Copy out each line of the entries below that contains the string "positive". Case counts.

Data for review:
******
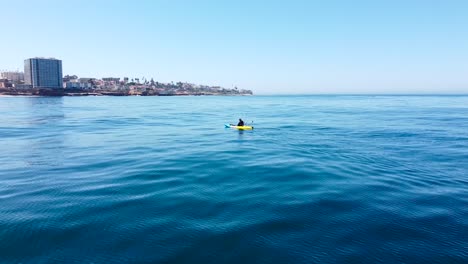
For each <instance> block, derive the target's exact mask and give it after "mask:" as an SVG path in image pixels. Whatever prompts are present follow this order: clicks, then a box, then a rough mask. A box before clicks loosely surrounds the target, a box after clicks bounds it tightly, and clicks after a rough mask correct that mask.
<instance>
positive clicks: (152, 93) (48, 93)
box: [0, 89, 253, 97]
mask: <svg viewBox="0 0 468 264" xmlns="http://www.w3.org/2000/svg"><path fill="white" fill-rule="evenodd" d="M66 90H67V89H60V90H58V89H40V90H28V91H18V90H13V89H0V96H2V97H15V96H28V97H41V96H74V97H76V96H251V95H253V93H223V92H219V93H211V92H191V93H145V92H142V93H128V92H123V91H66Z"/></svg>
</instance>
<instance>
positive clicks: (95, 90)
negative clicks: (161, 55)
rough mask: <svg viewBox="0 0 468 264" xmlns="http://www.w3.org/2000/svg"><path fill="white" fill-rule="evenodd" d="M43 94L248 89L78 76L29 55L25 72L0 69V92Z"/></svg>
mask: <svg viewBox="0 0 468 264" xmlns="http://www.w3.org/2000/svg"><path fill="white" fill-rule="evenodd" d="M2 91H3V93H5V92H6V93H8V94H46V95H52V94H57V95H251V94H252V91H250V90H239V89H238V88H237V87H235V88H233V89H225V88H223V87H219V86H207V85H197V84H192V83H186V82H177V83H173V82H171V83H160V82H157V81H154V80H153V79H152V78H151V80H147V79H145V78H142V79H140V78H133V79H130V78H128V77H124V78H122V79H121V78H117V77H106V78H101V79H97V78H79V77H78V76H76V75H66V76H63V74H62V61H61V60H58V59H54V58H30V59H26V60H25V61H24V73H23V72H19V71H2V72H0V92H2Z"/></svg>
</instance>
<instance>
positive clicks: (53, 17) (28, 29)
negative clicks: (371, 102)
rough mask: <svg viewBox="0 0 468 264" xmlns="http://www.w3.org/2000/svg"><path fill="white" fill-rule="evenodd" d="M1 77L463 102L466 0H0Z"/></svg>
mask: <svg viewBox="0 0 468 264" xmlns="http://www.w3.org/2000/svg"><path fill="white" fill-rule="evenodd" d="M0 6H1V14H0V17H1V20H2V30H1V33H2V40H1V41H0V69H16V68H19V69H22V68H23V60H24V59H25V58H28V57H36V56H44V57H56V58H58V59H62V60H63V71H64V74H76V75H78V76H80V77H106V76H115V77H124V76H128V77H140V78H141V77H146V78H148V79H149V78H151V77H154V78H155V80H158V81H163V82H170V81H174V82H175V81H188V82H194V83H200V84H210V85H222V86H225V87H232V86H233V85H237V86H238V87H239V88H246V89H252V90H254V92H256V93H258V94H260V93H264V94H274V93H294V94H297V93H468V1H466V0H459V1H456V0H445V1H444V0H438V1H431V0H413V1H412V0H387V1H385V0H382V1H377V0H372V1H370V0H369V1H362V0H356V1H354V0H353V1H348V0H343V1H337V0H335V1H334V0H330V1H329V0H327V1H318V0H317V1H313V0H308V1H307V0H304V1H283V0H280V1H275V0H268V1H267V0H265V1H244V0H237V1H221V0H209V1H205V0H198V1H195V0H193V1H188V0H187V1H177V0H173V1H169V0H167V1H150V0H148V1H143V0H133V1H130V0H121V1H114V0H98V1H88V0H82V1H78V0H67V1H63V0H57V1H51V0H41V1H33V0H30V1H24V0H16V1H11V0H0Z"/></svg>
******
Result for this exercise:
positive clicks: (152, 93) (48, 93)
positive clicks: (95, 90)
positive clicks: (53, 17) (28, 29)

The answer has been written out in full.